§ Description of the task:
Below are records to be output exactly, every one of them.

§ Provided records:
────

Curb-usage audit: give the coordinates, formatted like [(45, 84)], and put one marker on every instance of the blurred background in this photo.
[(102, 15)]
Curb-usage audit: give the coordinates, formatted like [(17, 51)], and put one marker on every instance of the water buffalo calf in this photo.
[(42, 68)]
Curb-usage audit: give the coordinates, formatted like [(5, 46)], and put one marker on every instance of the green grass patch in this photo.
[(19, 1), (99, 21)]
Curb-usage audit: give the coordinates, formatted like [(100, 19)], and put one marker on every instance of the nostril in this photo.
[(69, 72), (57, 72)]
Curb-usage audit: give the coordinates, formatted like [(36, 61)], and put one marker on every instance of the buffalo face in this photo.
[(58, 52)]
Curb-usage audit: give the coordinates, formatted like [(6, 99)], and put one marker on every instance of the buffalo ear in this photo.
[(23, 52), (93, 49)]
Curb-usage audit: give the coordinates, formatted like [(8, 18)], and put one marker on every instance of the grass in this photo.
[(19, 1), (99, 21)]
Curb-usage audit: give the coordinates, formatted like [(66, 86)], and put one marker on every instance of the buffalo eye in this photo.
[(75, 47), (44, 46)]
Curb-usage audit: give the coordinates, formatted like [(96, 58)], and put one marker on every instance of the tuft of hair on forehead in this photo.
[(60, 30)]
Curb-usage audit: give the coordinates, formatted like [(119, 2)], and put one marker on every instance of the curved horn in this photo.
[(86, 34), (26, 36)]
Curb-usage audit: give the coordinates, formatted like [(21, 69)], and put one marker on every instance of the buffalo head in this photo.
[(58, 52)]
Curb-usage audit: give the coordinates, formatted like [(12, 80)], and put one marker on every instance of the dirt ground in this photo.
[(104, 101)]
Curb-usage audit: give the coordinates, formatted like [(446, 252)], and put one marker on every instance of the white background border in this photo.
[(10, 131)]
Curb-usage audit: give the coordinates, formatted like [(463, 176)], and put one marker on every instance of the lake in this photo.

────

§ Written reply:
Curb-usage audit: give the coordinates, formatted like [(45, 84)], and put one marker on every instance of the blurred background in this photo.
[(102, 15)]
Curb-usage audit: give the coordinates, formatted like [(17, 51)], and put one marker on every instance of the water buffalo calf in this photo.
[(42, 68)]
Curb-usage audit: give the coordinates, formatted like [(5, 46)], and put one marker on every instance of the green grass patch in this photo.
[(19, 1), (99, 21)]
Curb-usage audit: give the coordinates, formatted like [(100, 19)], and put one marker on every instance of the nostril in this photo.
[(69, 72), (57, 72)]
Curb-usage audit: give the coordinates, formatted like [(36, 61)], and put one marker on every instance of the buffalo face in this photo.
[(58, 52)]
Curb-usage audit: give the coordinates, formatted like [(6, 99)], and put one marker on every instance of the buffalo ear in this photo.
[(23, 52), (93, 49)]
Curb-usage audit: give the coordinates, formatted like [(8, 18)], and put one marker on every instance of the grass in this photo.
[(19, 1), (99, 21)]
Curb-usage audit: give the coordinates, formatted like [(66, 86)], and put one marker on every instance of the buffalo eye in this photo.
[(75, 47), (44, 46)]
Curb-usage audit: give the coordinates, formatted like [(96, 58)], and put one marker on every instance of the tuft of hair on forehead in this photo.
[(60, 30)]
Curb-usage audit: give the coordinates, formatted like [(119, 2)], and put one marker on every instance of the curved horn in this photo.
[(86, 34), (26, 36)]
Curb-usage audit: give the coordinates, formatted like [(21, 69)], and put one marker on every instance of the buffalo head in this photo.
[(58, 52)]
Curb-usage audit: give the coordinates, formatted like [(12, 80)], and put one marker on every instance of the dirt ground in this photo.
[(104, 101)]
Curb-usage audit: give the coordinates, formatted like [(446, 252)], and put one marker on every instance of the white background border in this photo.
[(10, 131)]
Curb-usage audit: give the coordinates, formatted like [(463, 176)], and put one marker on every instance of the lake in this photo.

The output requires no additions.